_Document passage_
★ ★ ★ ★

Sitting at the crossroads between Hindu and Buddhist traditions, Nepal is interspersed with temples in each neighborhood, village, and even high-altitude passes. Dedicated to the Buddha or a whole pantheon of Hindu deities, temples all over Nepal feature a wide range of religious statuary and iconographic depictions. Even though the number of combinations is overwhelming, there are some common postures and hand poses of both Hindu and Buddhist deities.
Mudras and asanas are seen on the hands and sitting poses of deities. Coming from Sanskrit, asana is a general term for a seated pose or a sitting posture for meditating, whereas mudra is a symbolic gesture made with the hands and the fingers. Intended to convey deep meaning, these postures and hand poses are used so that the deity speaks to us in a silent language through his sitting and hand positioning.
Sitting postures – asanas
1. Vajrasana, vajraparyanka, padmasana: a cross-legged sitting posture, placing each foot on the opposite thigh and the soles of the feet upturned (thunderbolt – vajra, or lotus – padma). It’s considered the best meditation posture as the body is centered, it relaxes the brain, and provides relief.
2. Pratyalidha: a heroic diagonal or hunter’s stance, with the left foot advanced and right retracted and stretched out behind (called alidha if the deity is lunging to the left). In Sanskrit it means a particular attitude in shooting, and it’s found in the representation of enemies, attacks, and release of missiles. It symbolizes destruction and is usually confined to deities in wrathful manifestations.
3. Rajalilasana, maharajalilasana: the right leg is bent vertically, while the left leg is folded horizontally on the same level as the sitting body, with the right arm rested on the raised knee. It’s the posture of royal ease, typically found in royal portraits or religious figures with “kingly” attributes.
4. Urdhvapada: a standing pose in which one leg points skyward (also called raised foot or raised-hand-to-foot pose). In Nepal, this pose is limited to the Buddhist Goddess Vajrayogini. It’s also used when Vishnu takes three giant steps in one of his incarnations.
5. Sattvasana, sattvaparyanka: the Buddhist “true sitting” or “noble attitude”, in which legs are folded but not crossed (known as virasana in the Hindu pantheon, vira – hero in Sanskrit). It’s a heroic posture that creates a sense of inner calmness and groundedness.
6. Nrtya, matyasthana: a traditional posture of Sattriya dance (a classical dance of India), featuring themes related to Hindu deities. Usually, it’s associated with wrathful manifestations of the deities.

★ ★ ★ ★

_Directions_
Write the next part of the passage on sitting postures and hand poses of deities in Nepal's temples, starting after its last sentence.

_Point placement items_
★ ★ ★ ★

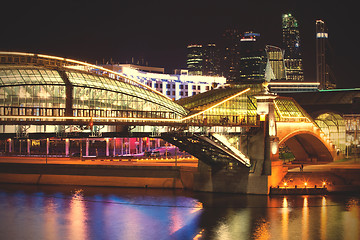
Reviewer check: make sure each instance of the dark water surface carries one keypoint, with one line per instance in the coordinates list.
(58, 212)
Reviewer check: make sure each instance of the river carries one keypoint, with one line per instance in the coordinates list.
(68, 212)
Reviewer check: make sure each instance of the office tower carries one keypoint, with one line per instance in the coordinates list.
(211, 60)
(252, 62)
(194, 59)
(324, 74)
(275, 63)
(291, 45)
(230, 54)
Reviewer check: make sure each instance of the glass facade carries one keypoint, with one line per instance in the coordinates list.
(31, 91)
(333, 126)
(39, 91)
(224, 106)
(291, 44)
(288, 110)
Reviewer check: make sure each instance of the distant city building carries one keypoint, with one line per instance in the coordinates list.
(175, 86)
(252, 62)
(203, 59)
(280, 87)
(275, 68)
(324, 75)
(291, 44)
(230, 54)
(211, 60)
(195, 59)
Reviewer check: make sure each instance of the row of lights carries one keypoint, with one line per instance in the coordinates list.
(305, 184)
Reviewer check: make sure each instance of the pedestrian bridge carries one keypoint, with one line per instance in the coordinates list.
(45, 96)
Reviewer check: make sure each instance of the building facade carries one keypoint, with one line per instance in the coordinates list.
(175, 86)
(324, 74)
(195, 59)
(292, 47)
(275, 63)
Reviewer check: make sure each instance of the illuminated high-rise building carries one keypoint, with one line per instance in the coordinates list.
(230, 53)
(211, 60)
(195, 59)
(252, 62)
(291, 45)
(275, 63)
(203, 59)
(324, 74)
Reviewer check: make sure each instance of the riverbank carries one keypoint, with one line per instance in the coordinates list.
(97, 175)
(342, 176)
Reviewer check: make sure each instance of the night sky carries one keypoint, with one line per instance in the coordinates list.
(159, 31)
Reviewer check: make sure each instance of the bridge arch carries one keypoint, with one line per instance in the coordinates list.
(308, 146)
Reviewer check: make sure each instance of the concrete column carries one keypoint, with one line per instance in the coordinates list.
(47, 146)
(67, 146)
(122, 146)
(140, 145)
(114, 149)
(148, 144)
(87, 148)
(129, 146)
(10, 143)
(107, 147)
(28, 146)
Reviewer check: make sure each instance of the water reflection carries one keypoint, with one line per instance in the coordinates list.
(111, 213)
(285, 219)
(77, 216)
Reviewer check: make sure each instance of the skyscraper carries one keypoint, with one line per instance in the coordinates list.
(203, 59)
(194, 59)
(324, 74)
(252, 62)
(230, 54)
(291, 45)
(211, 60)
(275, 63)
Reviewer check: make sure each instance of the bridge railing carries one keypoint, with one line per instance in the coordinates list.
(58, 114)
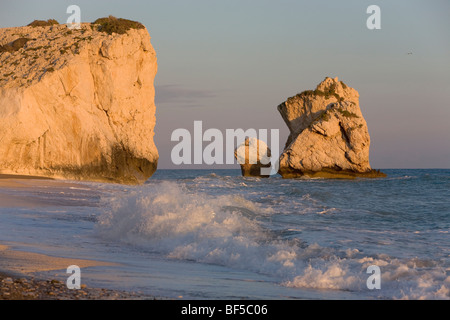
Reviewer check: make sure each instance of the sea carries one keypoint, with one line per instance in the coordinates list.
(213, 234)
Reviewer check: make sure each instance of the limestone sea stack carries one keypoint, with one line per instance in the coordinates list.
(78, 104)
(253, 155)
(328, 137)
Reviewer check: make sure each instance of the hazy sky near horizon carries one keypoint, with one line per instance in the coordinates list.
(230, 63)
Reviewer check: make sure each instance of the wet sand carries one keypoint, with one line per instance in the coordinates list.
(18, 268)
(17, 281)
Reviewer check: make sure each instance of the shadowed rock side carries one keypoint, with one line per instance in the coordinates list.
(328, 134)
(77, 104)
(253, 155)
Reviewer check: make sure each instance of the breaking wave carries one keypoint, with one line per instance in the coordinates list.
(178, 222)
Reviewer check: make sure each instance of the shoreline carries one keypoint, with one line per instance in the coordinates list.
(18, 282)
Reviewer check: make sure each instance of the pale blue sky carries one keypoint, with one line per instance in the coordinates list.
(230, 63)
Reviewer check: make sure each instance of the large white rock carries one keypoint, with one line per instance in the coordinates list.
(328, 134)
(78, 104)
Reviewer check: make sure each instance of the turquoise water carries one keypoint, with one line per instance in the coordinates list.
(212, 234)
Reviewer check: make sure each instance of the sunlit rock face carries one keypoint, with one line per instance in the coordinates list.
(77, 104)
(328, 134)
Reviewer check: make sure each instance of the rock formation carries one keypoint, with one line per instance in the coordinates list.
(78, 104)
(328, 134)
(252, 155)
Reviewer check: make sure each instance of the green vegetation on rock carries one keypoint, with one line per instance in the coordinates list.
(43, 23)
(112, 25)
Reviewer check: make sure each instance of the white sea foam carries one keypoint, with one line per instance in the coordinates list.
(229, 230)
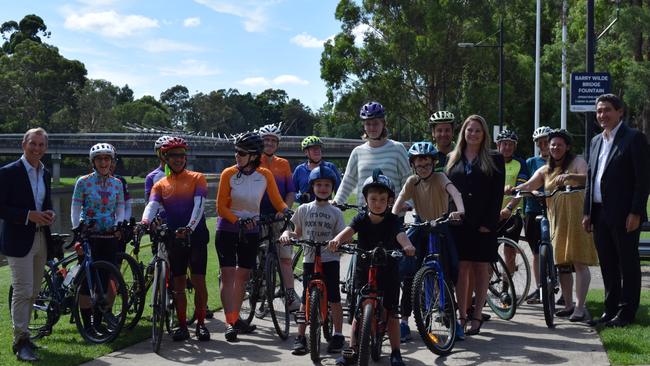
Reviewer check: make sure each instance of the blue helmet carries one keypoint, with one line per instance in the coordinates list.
(322, 172)
(372, 110)
(379, 180)
(422, 148)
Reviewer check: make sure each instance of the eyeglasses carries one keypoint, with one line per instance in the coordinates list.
(241, 153)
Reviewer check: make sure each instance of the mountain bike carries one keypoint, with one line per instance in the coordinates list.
(317, 314)
(433, 300)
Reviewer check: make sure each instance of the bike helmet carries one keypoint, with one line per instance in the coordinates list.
(507, 135)
(372, 110)
(173, 143)
(271, 130)
(322, 172)
(310, 141)
(561, 133)
(379, 180)
(541, 131)
(423, 148)
(441, 117)
(102, 149)
(250, 142)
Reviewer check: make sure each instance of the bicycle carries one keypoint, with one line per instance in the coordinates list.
(317, 314)
(432, 297)
(369, 311)
(547, 271)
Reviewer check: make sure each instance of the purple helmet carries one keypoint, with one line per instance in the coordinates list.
(372, 110)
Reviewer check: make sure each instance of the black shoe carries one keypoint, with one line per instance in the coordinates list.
(202, 333)
(231, 333)
(181, 334)
(243, 327)
(300, 346)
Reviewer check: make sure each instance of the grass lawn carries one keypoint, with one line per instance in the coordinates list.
(65, 346)
(629, 345)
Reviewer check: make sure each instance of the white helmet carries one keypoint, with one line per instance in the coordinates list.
(271, 130)
(102, 149)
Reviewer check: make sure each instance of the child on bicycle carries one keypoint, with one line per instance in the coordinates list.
(430, 192)
(378, 227)
(320, 221)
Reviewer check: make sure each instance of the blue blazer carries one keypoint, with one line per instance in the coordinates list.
(16, 199)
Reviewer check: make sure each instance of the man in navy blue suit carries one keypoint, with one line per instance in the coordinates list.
(25, 216)
(618, 181)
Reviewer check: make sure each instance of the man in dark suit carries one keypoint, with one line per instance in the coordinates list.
(25, 216)
(615, 205)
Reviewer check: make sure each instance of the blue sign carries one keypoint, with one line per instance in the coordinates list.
(586, 87)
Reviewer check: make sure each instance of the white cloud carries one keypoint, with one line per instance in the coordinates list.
(190, 68)
(166, 45)
(109, 23)
(262, 82)
(309, 41)
(192, 22)
(253, 12)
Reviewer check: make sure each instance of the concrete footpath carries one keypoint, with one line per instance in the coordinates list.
(525, 340)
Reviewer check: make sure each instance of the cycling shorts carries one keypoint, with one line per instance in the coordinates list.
(331, 277)
(234, 253)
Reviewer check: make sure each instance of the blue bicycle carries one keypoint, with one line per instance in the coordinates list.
(434, 309)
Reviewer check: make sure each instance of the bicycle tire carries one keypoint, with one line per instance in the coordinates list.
(547, 280)
(314, 323)
(501, 295)
(276, 297)
(113, 314)
(436, 322)
(366, 334)
(158, 306)
(134, 280)
(46, 310)
(521, 276)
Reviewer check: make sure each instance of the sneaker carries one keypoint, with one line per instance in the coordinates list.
(533, 298)
(181, 334)
(293, 300)
(336, 344)
(231, 333)
(460, 332)
(243, 327)
(202, 333)
(299, 346)
(404, 332)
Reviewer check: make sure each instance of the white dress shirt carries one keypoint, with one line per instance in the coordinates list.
(605, 148)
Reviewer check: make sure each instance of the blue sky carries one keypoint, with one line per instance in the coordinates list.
(205, 45)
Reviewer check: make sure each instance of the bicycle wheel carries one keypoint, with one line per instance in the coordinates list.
(547, 280)
(501, 295)
(520, 267)
(45, 311)
(253, 290)
(158, 306)
(366, 334)
(315, 321)
(276, 297)
(134, 280)
(100, 302)
(435, 318)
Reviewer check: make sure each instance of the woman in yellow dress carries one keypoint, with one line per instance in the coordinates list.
(573, 247)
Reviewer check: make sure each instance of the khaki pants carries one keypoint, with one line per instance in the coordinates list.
(26, 278)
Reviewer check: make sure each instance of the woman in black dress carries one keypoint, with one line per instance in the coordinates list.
(479, 174)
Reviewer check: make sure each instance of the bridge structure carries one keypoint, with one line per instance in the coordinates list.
(140, 144)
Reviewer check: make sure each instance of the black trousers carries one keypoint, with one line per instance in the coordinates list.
(618, 253)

★ ★ ★ ★

_Answer for this exercise_
7. Lalitasana, ardhaparyanka, lalitaksepa: one leg tucked inwards on the seat and the other hanging down to touch the ground or rest on a support (called vamardhaparyanka if the left leg is pendant). The figure sits on a lotus throne and bare feet are normal. It’s a seated posture of ease or relaxation.
8. Tribhanga: the triple-bend pose (or the tri-bend), consisting of three bends in the body: at the neck, waist, and knee. The body is oppositely curved at waist and neck, creating a gentle “S” shape. It’s one of the most elegant and graceful poses in Indian Classical dance forms, like the Odissi. It’s confined to deities in their benevolent manifestations.
Hand poses – mudras
1. Ksepana mudra: two hands together in the gesture of sprinkling ambrosia, the nectar of immortality (sometimes, also called anjali mudra). In Sanskrit it means to throw away, to let go, or to cast off.
2. Dhyani or samadhi mudra: the hands are relaxed in the lap and the tips of the thumbs and fingers touch. The overlying hands may support the vessel of immortality or a begging bowl (in this last case, it’s a sign of the head of an order). It’s the gesture of absolute balance, of meditation.
3. Vrada mudra: the right hand is held out with palm uppermost and the fingers pointing downwards. It symbolizes dispensing of boons, and it’s a gesture of charity or gift, as well as fulfillment of wishes.
4. Dharmacakra mudra: the hands are held level with the heart and the thumbs and index fingers form circles. It’s a gesture of preaching, usually interpreted as turning the Wheel (cakra) of Law (dharma). It refers to the Buddha’s first sermon in the Deer Park (Sarnath, India) when he set the law in motion.
5. Uttarabodhi mudra: two hands placed together above the head with the index fingers together and the other fingers intertwined. It’s the gesture of best perfection, the supreme enlightenment.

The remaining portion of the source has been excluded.